→ Written exercise 1
In the passage on the GRS electron burst, how long did the rise of the event beginning at 0200:56 UTC take?
→ Written exercise 2
Write the next part of the passage on the GRS electron burst, starting after its final sentence.

→ Selected text
When examined at the high time resolution (10 ms) available with the GRS sensor, it is evident from Figure 4a that the electron enhancement actually exhibited a remarkable amount of temporal structure within the overall burst envelope. The rise of the event beginning at 0200:56 UTC occurred over a brief but discernible time span of 4–6 s. There was a second count rate peak that commenced at ~0201:06 UTC. This burst subsequently decreased rapidly at about 0201:15 UTC. Note the several seemingly periodic pulses in the electron data from ~0201:20 to at least ~0202:00 UTC.

→ Dataset excerpts
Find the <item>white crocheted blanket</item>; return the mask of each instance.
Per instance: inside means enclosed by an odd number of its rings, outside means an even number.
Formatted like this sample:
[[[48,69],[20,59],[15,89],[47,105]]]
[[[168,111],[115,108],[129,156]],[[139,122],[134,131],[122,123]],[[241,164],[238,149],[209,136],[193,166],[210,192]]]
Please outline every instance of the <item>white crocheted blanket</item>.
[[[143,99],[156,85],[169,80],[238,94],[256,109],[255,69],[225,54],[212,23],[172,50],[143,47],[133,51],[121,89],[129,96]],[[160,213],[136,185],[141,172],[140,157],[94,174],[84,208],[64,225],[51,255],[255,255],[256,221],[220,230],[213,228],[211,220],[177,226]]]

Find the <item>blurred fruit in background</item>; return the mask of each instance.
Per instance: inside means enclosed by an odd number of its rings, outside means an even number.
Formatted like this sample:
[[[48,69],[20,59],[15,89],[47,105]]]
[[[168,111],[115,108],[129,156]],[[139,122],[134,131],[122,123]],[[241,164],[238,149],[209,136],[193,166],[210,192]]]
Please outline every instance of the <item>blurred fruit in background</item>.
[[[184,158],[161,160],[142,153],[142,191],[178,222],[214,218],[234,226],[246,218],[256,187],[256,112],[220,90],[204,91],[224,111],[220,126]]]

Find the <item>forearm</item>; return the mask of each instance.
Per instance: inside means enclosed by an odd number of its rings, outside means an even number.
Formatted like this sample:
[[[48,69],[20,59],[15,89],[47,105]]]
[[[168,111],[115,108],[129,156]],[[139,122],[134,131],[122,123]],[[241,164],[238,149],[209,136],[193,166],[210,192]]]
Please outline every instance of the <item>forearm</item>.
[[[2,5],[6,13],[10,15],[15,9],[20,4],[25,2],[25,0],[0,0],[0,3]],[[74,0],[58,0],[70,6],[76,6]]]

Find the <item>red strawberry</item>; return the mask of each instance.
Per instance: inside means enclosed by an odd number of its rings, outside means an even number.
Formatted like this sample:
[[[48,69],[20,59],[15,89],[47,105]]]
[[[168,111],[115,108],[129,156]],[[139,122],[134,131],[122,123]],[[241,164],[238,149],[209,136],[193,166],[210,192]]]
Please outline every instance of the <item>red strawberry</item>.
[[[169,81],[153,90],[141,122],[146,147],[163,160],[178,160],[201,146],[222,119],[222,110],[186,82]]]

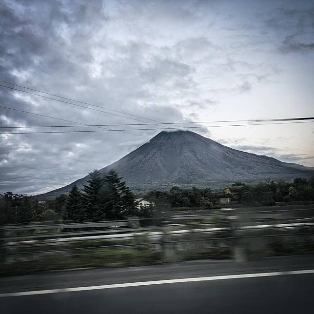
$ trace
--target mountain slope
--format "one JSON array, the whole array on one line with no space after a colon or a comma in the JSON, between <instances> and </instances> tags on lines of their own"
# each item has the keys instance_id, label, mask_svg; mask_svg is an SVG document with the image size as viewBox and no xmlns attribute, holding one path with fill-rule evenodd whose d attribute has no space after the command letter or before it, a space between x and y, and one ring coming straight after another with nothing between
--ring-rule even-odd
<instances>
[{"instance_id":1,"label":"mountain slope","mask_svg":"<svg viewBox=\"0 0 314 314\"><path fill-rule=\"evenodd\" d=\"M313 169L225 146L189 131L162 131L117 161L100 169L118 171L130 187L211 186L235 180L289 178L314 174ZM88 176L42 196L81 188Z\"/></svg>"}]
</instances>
==
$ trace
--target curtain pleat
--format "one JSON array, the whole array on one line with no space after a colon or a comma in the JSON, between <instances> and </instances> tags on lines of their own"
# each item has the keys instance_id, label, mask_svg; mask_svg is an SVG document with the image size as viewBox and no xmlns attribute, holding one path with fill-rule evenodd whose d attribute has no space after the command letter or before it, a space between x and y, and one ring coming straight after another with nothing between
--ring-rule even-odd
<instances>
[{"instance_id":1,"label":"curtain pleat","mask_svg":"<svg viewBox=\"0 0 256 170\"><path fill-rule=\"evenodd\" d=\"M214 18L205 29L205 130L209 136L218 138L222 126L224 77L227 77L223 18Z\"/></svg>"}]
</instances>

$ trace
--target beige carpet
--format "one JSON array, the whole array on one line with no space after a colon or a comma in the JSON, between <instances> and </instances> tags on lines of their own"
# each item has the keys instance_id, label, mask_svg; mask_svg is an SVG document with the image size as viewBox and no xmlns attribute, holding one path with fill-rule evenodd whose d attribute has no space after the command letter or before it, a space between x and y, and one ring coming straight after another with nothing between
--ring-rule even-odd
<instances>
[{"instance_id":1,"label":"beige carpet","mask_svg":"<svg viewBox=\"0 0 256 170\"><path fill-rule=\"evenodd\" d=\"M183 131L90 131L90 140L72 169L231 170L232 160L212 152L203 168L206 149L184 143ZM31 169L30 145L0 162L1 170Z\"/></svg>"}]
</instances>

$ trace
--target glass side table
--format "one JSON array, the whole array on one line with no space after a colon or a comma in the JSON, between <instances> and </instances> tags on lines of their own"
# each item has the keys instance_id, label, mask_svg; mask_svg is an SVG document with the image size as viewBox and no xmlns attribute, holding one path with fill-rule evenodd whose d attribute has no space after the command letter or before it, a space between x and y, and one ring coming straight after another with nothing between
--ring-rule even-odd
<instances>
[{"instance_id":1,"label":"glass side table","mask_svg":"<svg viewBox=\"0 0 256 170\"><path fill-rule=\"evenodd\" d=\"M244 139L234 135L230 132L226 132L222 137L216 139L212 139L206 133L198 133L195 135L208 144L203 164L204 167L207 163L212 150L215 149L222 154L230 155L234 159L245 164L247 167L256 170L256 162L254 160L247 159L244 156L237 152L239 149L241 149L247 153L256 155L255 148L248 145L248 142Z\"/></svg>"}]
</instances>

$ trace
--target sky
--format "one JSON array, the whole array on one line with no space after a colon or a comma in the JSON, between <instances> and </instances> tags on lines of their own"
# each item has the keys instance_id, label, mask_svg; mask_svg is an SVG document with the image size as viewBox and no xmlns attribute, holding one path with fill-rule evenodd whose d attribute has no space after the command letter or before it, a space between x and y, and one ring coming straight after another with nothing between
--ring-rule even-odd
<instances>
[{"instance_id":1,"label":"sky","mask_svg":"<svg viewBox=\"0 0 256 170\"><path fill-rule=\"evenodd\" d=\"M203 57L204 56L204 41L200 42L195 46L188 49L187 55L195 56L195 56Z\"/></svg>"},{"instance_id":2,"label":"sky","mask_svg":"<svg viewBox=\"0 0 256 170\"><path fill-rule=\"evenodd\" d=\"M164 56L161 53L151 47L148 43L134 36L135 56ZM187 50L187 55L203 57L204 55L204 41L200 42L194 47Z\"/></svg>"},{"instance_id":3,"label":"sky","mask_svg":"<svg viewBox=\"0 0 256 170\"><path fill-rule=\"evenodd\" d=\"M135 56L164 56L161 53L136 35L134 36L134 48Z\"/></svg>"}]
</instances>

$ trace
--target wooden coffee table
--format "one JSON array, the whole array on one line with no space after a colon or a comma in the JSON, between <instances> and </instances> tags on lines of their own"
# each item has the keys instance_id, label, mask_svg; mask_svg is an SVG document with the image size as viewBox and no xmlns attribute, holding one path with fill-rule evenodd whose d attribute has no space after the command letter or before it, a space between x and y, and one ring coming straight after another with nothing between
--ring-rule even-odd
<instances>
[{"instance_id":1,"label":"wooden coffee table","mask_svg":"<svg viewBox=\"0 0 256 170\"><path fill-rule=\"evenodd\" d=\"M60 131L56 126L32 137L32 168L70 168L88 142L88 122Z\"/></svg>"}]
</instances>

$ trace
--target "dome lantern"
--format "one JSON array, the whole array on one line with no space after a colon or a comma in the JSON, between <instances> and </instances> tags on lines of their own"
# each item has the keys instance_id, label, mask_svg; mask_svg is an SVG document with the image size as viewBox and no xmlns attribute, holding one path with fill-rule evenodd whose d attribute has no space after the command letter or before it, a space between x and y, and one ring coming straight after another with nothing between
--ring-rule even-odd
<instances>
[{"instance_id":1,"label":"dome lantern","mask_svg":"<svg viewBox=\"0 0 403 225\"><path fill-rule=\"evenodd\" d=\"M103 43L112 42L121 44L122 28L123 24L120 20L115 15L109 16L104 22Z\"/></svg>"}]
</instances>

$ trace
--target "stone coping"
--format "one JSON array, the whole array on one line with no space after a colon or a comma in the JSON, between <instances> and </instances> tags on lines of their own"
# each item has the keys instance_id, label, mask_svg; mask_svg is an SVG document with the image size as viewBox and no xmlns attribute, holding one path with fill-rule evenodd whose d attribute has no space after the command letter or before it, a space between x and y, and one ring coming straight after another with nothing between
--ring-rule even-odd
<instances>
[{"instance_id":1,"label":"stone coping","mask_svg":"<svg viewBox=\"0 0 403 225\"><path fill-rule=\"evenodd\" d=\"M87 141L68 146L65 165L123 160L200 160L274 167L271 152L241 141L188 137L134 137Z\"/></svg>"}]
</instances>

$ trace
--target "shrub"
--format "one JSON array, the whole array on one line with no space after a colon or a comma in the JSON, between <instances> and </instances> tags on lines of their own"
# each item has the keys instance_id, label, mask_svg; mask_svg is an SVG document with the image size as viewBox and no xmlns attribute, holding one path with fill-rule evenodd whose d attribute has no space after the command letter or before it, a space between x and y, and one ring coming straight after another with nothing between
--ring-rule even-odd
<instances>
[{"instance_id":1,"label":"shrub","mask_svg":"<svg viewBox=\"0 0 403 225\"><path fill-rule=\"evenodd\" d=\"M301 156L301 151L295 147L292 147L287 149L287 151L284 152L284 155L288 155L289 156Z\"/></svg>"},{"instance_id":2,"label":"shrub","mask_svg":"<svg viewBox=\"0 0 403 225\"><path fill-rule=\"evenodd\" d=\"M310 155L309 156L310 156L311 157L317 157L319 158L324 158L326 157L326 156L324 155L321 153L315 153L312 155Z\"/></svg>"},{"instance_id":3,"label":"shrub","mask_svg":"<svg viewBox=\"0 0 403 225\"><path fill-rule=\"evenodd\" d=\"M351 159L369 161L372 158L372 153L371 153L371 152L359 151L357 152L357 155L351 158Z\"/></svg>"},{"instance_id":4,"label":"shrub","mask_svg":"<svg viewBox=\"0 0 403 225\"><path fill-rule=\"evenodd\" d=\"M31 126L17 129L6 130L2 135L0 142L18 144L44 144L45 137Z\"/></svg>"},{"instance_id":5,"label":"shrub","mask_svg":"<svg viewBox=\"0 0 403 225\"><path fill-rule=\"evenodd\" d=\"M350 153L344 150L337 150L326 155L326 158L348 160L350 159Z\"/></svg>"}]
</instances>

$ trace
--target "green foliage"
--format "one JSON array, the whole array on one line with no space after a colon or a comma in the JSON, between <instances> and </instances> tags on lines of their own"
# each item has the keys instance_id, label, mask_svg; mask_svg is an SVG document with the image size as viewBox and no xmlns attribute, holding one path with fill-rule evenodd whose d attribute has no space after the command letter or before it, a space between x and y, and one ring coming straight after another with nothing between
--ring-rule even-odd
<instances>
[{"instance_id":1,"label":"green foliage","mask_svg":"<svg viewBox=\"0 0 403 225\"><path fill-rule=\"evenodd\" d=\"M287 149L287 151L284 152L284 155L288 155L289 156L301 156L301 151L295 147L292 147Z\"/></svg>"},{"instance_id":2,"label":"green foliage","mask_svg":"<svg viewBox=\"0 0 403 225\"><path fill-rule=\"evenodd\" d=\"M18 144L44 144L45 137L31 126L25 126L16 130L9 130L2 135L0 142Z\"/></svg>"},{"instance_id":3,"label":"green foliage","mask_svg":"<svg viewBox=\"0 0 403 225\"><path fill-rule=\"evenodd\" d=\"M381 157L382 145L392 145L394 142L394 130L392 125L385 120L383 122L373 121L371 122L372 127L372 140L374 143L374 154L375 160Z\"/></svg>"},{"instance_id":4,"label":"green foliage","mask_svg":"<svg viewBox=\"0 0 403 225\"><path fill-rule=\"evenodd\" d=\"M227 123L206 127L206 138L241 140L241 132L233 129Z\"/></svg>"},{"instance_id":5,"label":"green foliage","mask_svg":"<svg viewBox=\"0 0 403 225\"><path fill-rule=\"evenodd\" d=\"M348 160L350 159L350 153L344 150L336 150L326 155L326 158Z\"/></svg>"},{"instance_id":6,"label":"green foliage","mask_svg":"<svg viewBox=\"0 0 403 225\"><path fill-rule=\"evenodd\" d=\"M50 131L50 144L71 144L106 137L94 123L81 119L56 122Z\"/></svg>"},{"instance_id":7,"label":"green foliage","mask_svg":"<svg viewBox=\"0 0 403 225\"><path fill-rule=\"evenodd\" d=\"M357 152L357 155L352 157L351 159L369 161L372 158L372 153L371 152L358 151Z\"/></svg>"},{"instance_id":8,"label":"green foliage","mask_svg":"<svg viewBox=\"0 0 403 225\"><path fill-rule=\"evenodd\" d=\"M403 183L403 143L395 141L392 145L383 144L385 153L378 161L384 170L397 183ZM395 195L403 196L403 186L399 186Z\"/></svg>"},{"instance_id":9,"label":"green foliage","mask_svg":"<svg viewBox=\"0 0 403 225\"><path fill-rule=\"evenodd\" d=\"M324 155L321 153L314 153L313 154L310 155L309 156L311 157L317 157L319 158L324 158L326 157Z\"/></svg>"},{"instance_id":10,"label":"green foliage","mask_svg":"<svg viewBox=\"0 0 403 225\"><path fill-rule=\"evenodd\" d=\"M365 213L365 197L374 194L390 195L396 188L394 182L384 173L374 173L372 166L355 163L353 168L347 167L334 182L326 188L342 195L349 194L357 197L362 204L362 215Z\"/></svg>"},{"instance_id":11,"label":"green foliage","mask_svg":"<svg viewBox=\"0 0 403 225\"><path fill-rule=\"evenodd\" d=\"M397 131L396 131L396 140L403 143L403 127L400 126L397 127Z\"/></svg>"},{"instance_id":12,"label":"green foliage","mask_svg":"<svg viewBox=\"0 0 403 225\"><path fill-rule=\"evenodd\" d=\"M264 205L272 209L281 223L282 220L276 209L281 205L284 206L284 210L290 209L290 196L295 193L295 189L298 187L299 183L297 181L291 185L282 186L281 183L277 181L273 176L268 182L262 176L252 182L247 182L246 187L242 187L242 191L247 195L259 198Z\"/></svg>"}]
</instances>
* * *
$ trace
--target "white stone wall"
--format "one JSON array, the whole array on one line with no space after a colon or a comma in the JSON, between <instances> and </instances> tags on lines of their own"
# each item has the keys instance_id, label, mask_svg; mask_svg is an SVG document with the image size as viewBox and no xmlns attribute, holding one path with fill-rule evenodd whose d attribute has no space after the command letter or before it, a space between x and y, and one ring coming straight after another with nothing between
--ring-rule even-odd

→ Exercise output 1
4–6 s

→ Exercise output 2
To help clarify the periodic pulses of particles from ~0201 UTC to somewhat beyond 0202 UTC, we show in Figure 5a GRS data with a 10‐point smoothing filter applied. This slight smoothing helps reduce the counting statistical fluctuations and reveals more clearly the time structure of the pulses. From Figure 5a we see that the first rise in the overall count rate peak started at 0200:56 UTC (as noted above) but consisted of two obvious counting peaks. The first reached a maximum at ~0201:02 UTC, and the second reached a (higher) maximum at ~0201:09 UTC. Note thereafter the successive and somewhat complex count rate peaks that continued until at least 0202:00 UTC. As indicated by the tick mark sequence denoted in Figure 5a by B1–B4, the peaks starting at 0201:02 UTC fell precisely at 15 s intervals. Similarly (although somewhat less clearly), starting with the first peak at 0200:56 UTC, there can be discerned a “family” of count rate peaks (A1–A5) that also occurred at 15 s intervals. The A peaks are weaker than the B peaks and seem to be partially masked (at times) by the shoulders of the B series of enhancements. Figure 5b shows the power spectral analysis for the time series shown in Figure 5a. Strong periodicities at periods between 10 and 30 s are suggested by the analysis.

Figure 5.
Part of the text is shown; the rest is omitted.